I must have been dreaming.
Last night, legendary hip-hop DJ ROC RAIDA, took over the PA at Dub Land Underground. You can thank Drew Nye for this one.
If you want to know more about ROC RAIDA’s background you can check out the article I wrote in the archive recently, but he has been making moves on his own since the split of the X-Ecutioners and I was humbled to be able to spend some time with ROC before the show.
He sat down with me and talked about his entrance into the music world without the X-Men, his new album in the works and a few other questions I had up my sleeve you may find interesting.
I rarely get star-struck, but doing this interview and spending time with this man is probably one of the biggest highlights of recent times in my life.
I hope you all enjoyed the show as much as I did, and if you didn’t make it I hope this interview makes up for that.
Ladies and germs, I bring you ROC RAIDA.
ACT:LIVE: A lot of people know you started at a very young age DJing, but what were your favorite records to cut back and forth? DJs want to know.
RAIDA: I’d have to say “Mardi Gras”. “Take Me To The Mardi Gras”. Everything back then was like break beats, so I wanted to have them all, like, Good Times and all that back then. Mardi Gras was by far my favorite to go back and forth with.
I started when I was like ten years old, so as soon as I got a set I was on a hunt to find “Mardi Gras”. It took me a while because it was a break beat, I would have to go downtown by 42nd Street. I forgot the name of the record store, but Biz and everybody used to go down there and get all their break records from this store.
ACT:LIVE: You grew up in Manhattan right?
RAIDA: Yep, Harlem.
ACT:LIVE: Who are some of your influences?
RAIDA: Obviously my father, who was with Mean Machine, but he wasn’t a DJ. My influences there are like Grand Master Flash, Grand Wizard Theodore, Wiz Kid, Jazzy J, Kold Krush 4.
ACT:LIVE: That’s amazing that these influences came from right in your backyard, these are legends to the world now.
RAIDA: Yeah, people hear that I’m a Grand Master and I have to remind them I’m not that old, but I was just really young when I started. I was 9-10 years old at the time, so I got a really early start.
ACT:LIVE: One of my guys wanted to see if you remembered “Tales From The Flip”, and he wanted to know if he was the only one to pick up that series from ’92.
RAIDA: Ohhhh, man. That was me and DJ The Boy. (laughs) Yeah, that’s my boy. I forgot all about that. That was a while ago. I think that was two mixtapes.
No, he wasn’t the only one, a lot of people bought that tape. People really dug that one.
DJ The Boy is a sound engineer I used to work with.
ACT:LIVE: So are you traveling solo a lot now?

**Tasks and exercises**:
A - In the ROC RAIDA interview, which neighborhood does he say he grew up in?
B - Duplicate the part of the ROC RAIDA interview that begins at the words "I hope you all" and ends after "from this store.".
C - Go on with the ROC RAIDA interview from the point where its text stops.
The material after the ROC RAIDA interview is separate from it.

**Data segment**:
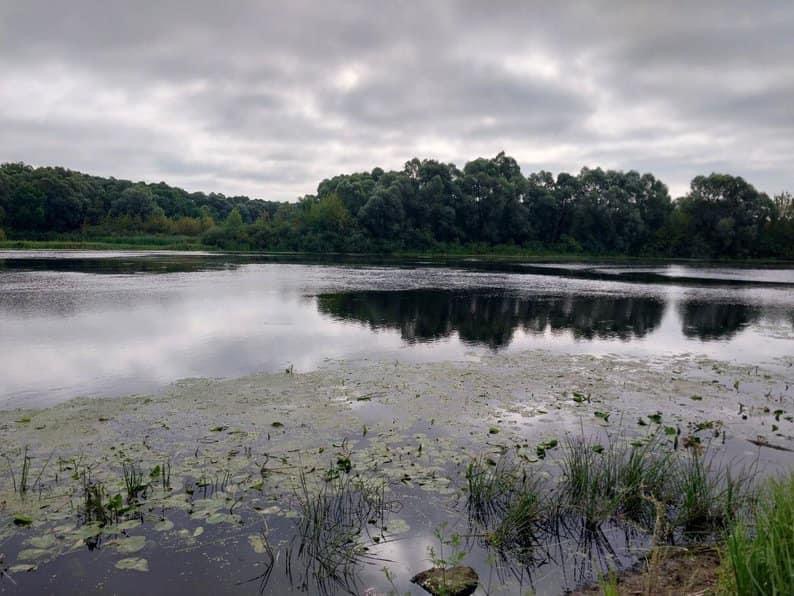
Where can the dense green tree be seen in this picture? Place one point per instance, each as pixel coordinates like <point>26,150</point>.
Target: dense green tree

**Set of answers**:
A - Harlem, in Manhattan.

B -
I hope you all enjoyed the show as much as I did, and if you didn’t make it I hope this interview makes up for that.
Ladies and germs, I bring you ROC RAIDA.
ACT:LIVE: A lot of people know you started at a very young age DJing, but what were your favorite records to cut back and forth? DJs want to know.
RAIDA: I’d have to say “Mardi Gras”. “Take Me To The Mardi Gras”. Everything back then was like break beats, so I wanted to have them all, like, Good Times and all that back then. Mardi Gras was by far my favorite to go back and forth with.
I started when I was like ten years old, so as soon as I got a set I was on a hunt to find “Mardi Gras”. It took me a while because it was a break beat, I would have to go downtown by 42nd Street. I forgot the name of the record store, but Biz and everybody used to go down there and get all their break records from this store.

C -
RAIDA: Well, since the group split up, I have been just doing my own thing. I mean, we’re all still friends; I practiced with the guys yesterday actually because we are doing an Australian tour together in October.
But, I just want to kind of stand on my own two feet for a while. I have always been known as one of the X-Executioners, so I never really had my own career by itself. I just want to do my own thing for a while.
We all decided after our “X-Pressions” album that we all kind of wanted to do that.
We didn’t say we wouldn’t get back together; we just want to work on our own careers.
I have an album that’s going to be coming out early next year that I just shot a video for last week. I’ll be pushing that and the album at the top of the year.
ACT:LIVE: Who are some artists you’re collaborating with on this record?
RAIDA: Yeah, I got a bunch. I’ve got Juelz Ortiz, Smiff ‘N Wesson and I’m actually working on Talib. Kool G Rap, Yeah, I’ve got quite a few people on the album.
ACT:LIVE: So, who are some producers and MC’s that you are really feeling right now? Are there underground guys that you think people should be listening to?
RAIDA: Black Milk, I’m feeling Black Milk right now. You know him, he’s from the J Dilla camp. He’s a producer and MC.
I like Guilty Simpson and Sean Price too.
What I always like about them… is they always go back to hip-hop. Everything they do they try to keep to hip-hop. I like producers like that.
Like Just Blaze, Pete Rock (of course) and Primo. I’m a producer too, so I’m kind of picky on that.
I even think some of Kanye’s stuff, well, it’s ok.
I like that he understands the importance of a DJ in his show.
ACT:LIVE: Yeah, I think what A-Trak and Craze have been doing for him has taken him farther than he would be on his own.
ACT:LIVE: Who are some of your favorite MCs by the way?
RAIDA: It’s hard to say, I like so many. But guys that I really like, well, they’re not old, but they have been around for a minute. Like Talib, he really impresses me and he has some great music. He needs to be on a bigger platform.
It’s hard to get past commercial radio. If they could get the same music on maybe things would be different, but if you hear “Lollipop” a million times a day, you’ll end up liking it. It’s all marketing.
ACT:LIVE: You have been all over the world and worked with some of the biggest names in music, what keeps you grounded? Being a Manhattan man, I’m sure it doesn’t take much to keep you close to earth, but it’s refreshing to see you still humble and human.
RAIDA: First and foremost, I’m just a hip-hop fan. As crazy as it sounds, my intentions were never to make money or be famous, I just wanted to be a hip-hopper. I just wanted to be a DJ.
I’m honored to be doing what I’m doing. I see some DJs get excited to get up and have people treat them special and all that but, for me, it’s just about being a hip-hop fan first. Everything else is secondary.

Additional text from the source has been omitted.